### OBJECTIVE
Reproduce the lines of the records that begin at the line containing "Put a point on every instance of the dark horse" and end after the line containing "x=162, y=134", requests included. Scale every coordinate in the answers by 2.4, rounding each result to a whole number with halves rounded up.
Begin DATA FOR THE TASK
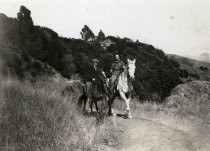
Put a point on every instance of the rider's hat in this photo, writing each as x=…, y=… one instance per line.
x=95, y=60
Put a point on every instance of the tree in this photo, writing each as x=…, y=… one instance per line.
x=101, y=36
x=87, y=34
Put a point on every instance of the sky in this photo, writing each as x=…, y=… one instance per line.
x=176, y=26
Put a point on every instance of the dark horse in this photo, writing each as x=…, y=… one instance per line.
x=93, y=93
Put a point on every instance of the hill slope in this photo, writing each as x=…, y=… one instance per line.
x=193, y=69
x=20, y=40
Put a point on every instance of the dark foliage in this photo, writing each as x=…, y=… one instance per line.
x=155, y=74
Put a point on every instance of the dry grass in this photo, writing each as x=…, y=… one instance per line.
x=37, y=117
x=190, y=100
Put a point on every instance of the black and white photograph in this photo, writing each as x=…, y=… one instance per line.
x=104, y=75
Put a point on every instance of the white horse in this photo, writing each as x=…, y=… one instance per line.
x=124, y=87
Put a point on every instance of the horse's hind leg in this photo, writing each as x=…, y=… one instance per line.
x=96, y=104
x=91, y=106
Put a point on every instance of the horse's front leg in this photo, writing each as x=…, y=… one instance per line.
x=111, y=110
x=127, y=102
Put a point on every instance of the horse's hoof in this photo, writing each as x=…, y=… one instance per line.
x=130, y=116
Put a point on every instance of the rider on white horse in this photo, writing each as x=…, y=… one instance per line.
x=117, y=67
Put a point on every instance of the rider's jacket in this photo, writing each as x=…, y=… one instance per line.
x=117, y=66
x=95, y=73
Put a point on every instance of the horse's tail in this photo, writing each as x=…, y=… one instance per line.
x=82, y=98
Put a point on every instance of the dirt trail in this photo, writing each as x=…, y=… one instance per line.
x=162, y=134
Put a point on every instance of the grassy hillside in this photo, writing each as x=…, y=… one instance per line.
x=192, y=69
x=20, y=41
x=37, y=117
x=192, y=98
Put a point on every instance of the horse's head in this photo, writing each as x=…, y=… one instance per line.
x=131, y=68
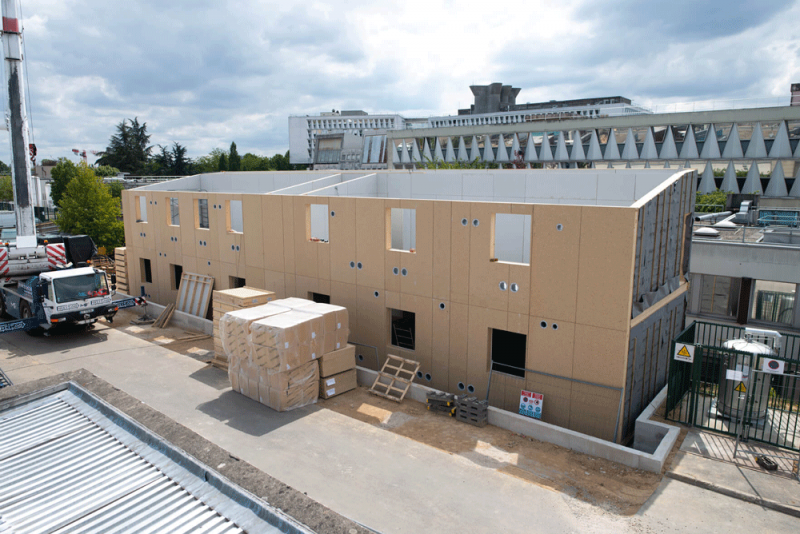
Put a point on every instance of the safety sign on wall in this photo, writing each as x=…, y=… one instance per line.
x=530, y=404
x=773, y=366
x=684, y=352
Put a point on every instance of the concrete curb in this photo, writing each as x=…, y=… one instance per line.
x=746, y=497
x=661, y=437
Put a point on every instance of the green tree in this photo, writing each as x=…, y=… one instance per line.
x=105, y=171
x=234, y=160
x=87, y=207
x=129, y=148
x=62, y=175
x=6, y=189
End DATA FOR THE TASK
### RESULT
Put a point on every instance of the dark horse in this photo, writing each as x=…, y=… one instance per line.
x=223, y=223
Put a point on every instance of the hill slope in this photo, writing each as x=…, y=… one instance per line.
x=463, y=166
x=48, y=96
Put a point on every instance of the dark foliage in this photo, writing each as x=…, y=… one instance per line.
x=372, y=178
Put a point on every instance of the dry grass in this photo, writing each as x=…, y=… one instance per line.
x=89, y=281
x=456, y=240
Put a point on every instance of the black and white photograph in this photo, writing each as x=…, y=… one instance per line.
x=250, y=180
Put a point on every instance of the white horse in this photo, writing each as x=…, y=… one instance per line.
x=298, y=209
Put a point on every instance of the horse's hind leg in this photo, writing each as x=…, y=… one instance per line.
x=230, y=250
x=218, y=254
Put a point on every instance of the horse's front leg in this photo, writing each as x=…, y=… one instance per line.
x=266, y=264
x=305, y=245
Put a point on every instance of the horse's hoof in this photo, writing each as x=…, y=… one instance per line.
x=312, y=278
Put a point on every instance of the rider on white horse in this photo, writing each as x=…, y=… one instance per line.
x=281, y=161
Put a point on every instance of the rider's jacket in this photo, writing each as x=…, y=… one instance per line.
x=281, y=158
x=228, y=175
Put a point on every instance of the horse's tail in this photo, writing each as x=…, y=… one instance per line.
x=197, y=235
Put a point on every instance of the dirt trail in this photo, writing each as x=…, y=… one instance per line.
x=389, y=322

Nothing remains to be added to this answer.